> _Document text_
==*==

Visual Servoing in Gazebo

Follow dynamic targets with a camera

Posted by Nick Lamprianidis on January 27, 2020

Last time, we worked on creating a basic gazebo simulation. We arranged our gazebo resources, created a map for our world, and configured the launch of a robot model and the navigation stack, such that we are able to send a goal and have the robot autonomously navigate to it. This time, we build upon that simulation by spawning a second robot in the world with a target on its back, which our robot will try to follow. More specifically, we are going to work on an application of visual servoing, and in the meantime, we’ll have the chance to explore how to configure a multi-robot simulation, apply textures to models, enforce constraints between models, and have a robot follow a visual marker that is constantly moving in the world.



We will continue working on the same grobot repository we introduced in the last post. It has been updated to include the new material we will go through this time. Either git pull grobot and rosdep install to get the additional dependencies, or delete the grobot_ws workspace all together and repeat the steps from the beginning.

==*==

> _Requirement 1_
Convert the records, from their first line through the line containing "Give the outline of every instance of the person's", into a JSON list of strings with one string per line and no blank lines. Omit the pictures.

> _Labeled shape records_
==*==

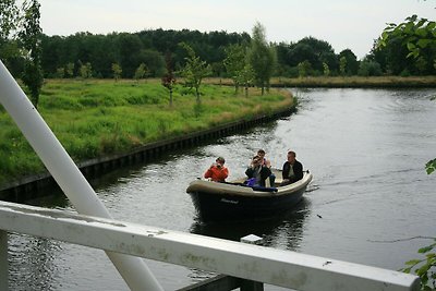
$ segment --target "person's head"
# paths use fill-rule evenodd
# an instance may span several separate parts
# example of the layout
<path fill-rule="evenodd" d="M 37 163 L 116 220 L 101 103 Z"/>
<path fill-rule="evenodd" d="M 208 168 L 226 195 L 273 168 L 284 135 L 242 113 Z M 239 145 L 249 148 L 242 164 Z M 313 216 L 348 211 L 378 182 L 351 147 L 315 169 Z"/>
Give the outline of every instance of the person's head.
<path fill-rule="evenodd" d="M 261 158 L 264 158 L 265 157 L 265 150 L 264 149 L 257 150 L 257 156 L 259 156 Z"/>
<path fill-rule="evenodd" d="M 252 159 L 252 163 L 253 166 L 258 166 L 262 163 L 262 157 L 259 157 L 258 155 L 254 156 Z"/>
<path fill-rule="evenodd" d="M 221 167 L 226 162 L 223 157 L 218 157 L 215 161 L 217 162 L 217 167 Z"/>
<path fill-rule="evenodd" d="M 295 151 L 293 150 L 288 151 L 288 161 L 290 163 L 293 163 L 295 161 L 295 157 L 296 157 Z"/>

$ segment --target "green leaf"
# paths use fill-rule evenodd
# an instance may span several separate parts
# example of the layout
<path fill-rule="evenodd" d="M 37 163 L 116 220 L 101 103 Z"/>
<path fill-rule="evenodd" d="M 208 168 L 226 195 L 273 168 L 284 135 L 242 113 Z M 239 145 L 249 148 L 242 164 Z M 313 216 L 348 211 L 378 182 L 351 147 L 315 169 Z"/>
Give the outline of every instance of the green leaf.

==*==

> _Requirement 2_
Return the post on visual servoing in Gazebo in full, unchanged.

> _Full answer 1_
[
  "$ segment --target \"person's head\"",
  "# paths use fill-rule evenodd",
  "# an instance may span several separate parts",
  "# example of the layout",
  "<path fill-rule=\"evenodd\" d=\"M 37 163 L 116 220 L 101 103 Z\"/>",
  "<path fill-rule=\"evenodd\" d=\"M 208 168 L 226 195 L 273 168 L 284 135 L 242 113 Z M 239 145 L 249 148 L 242 164 Z M 313 216 L 348 211 L 378 182 L 351 147 L 315 169 Z\"/>",
  "Give the outline of every instance of the person's head."
]

> _Full answer 2_
Visual Servoing in Gazebo

Follow dynamic targets with a camera

Posted by Nick Lamprianidis on January 27, 2020

Last time, we worked on creating a basic gazebo simulation. We arranged our gazebo resources, created a map for our world, and configured the launch of a robot model and the navigation stack, such that we are able to send a goal and have the robot autonomously navigate to it. This time, we build upon that simulation by spawning a second robot in the world with a target on its back, which our robot will try to follow. More specifically, we are going to work on an application of visual servoing, and in the meantime, we’ll have the chance to explore how to configure a multi-robot simulation, apply textures to models, enforce constraints between models, and have a robot follow a visual marker that is constantly moving in the world.



We will continue working on the same grobot repository we introduced in the last post. It has been updated to include the new material we will go through this time. Either git pull grobot and rosdep install to get the additional dependencies, or delete the grobot_ws workspace all together and repeat the steps from the beginning.